# ACTIVITY A:
Translate this sentence from the piece on financial reform into Spanish: "The financial crisis of fall 2008 revealed serious dangers have developed in the heart of the world’s financial system."
# ACTIVITY B:
Write a continuation of the piece on financial reform, starting from its final sentence.

Financial reform fails

Simon Johnson pronounces the Financial Reform Bill ineffective as

essentially nothing in the entire legislation will reduce the potential for massive system risk as we head into the next credit cycle

As you were then. Business as usual for the bailed-out-too-big-to-fail-banks. Moral hazard and socialism for the rich, our well established, guiding principles. Ah well, maybe next time, when the big one bites, and sends us back to the dark ages, maybe then, we can start over from scratch.

The financial crisis of fall 2008 revealed serious dangers have developed in the heart of the world’s financial system. The Bush-Obama bailouts of 2008-09 confirmed that our biggest banks are “too big to fail” and the left, center, and right can agree with Gene Fama when he says: “too big to fail” is perverting activities and incentives.

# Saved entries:
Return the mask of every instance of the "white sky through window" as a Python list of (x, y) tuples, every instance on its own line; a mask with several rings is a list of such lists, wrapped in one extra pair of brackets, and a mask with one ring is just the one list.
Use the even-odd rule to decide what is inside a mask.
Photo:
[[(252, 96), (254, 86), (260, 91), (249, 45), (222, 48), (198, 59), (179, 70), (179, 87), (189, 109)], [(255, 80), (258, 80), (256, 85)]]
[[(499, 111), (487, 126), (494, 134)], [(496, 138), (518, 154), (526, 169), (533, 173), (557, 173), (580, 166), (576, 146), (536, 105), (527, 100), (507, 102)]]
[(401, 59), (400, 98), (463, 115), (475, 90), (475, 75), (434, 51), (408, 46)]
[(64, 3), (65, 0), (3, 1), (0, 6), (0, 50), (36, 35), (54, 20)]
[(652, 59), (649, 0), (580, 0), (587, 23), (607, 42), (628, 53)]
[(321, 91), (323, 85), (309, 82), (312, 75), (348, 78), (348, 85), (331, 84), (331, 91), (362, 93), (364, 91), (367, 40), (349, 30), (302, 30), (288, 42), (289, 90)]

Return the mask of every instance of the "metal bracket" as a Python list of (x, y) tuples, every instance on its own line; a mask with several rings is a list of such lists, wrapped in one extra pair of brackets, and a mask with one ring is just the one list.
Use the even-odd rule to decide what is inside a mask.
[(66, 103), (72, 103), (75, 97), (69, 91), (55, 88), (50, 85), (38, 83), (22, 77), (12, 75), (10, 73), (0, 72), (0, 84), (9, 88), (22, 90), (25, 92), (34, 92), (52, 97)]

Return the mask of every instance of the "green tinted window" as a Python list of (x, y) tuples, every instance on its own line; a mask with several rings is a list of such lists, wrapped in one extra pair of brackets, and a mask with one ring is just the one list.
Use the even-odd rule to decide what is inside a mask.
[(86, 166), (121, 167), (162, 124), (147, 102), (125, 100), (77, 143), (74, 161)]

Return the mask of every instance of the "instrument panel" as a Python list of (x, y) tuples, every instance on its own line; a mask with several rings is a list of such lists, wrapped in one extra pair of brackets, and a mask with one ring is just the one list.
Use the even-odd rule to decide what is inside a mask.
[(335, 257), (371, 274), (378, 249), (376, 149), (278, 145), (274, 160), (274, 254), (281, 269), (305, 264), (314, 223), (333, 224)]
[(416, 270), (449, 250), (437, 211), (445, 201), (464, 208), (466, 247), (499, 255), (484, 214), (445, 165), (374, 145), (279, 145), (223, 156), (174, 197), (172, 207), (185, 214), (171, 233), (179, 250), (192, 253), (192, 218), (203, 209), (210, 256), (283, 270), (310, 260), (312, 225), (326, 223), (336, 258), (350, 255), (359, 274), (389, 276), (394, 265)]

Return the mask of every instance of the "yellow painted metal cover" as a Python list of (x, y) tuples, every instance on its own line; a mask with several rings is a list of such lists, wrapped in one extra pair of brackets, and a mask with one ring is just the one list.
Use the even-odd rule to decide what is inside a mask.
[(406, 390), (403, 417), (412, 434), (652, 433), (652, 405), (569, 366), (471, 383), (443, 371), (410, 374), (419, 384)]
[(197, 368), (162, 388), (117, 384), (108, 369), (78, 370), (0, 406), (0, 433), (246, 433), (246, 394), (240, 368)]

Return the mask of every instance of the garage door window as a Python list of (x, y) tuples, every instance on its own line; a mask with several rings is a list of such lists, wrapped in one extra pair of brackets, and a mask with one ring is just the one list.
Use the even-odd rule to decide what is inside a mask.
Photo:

# ANSWER AREA A:
La crisis financiera del otoño de 2008 reveló que se han desarrollado graves peligros en el corazón del sistema financiero mundial.

# ANSWER AREA B:
This is not a leftist message, although you hear people on the left make the point. But people on the right also increasingly understand what is going on – there is excessive and abusive power at the heart of our financial system that completely distorts markets (and really amounts to a hidden, unfair and dangerous taxpayer subsidy).

This administration and this Congress had ample opportunity to confront this problem and at least wrestle hard with it. Some senators and representatives worked long and hard on precisely this issue. But the White House punted, repeatedly, and elected instead for a veneer of superficial tweaking. Welcome to the next global credit cycle – with too big to fail banks at center stage.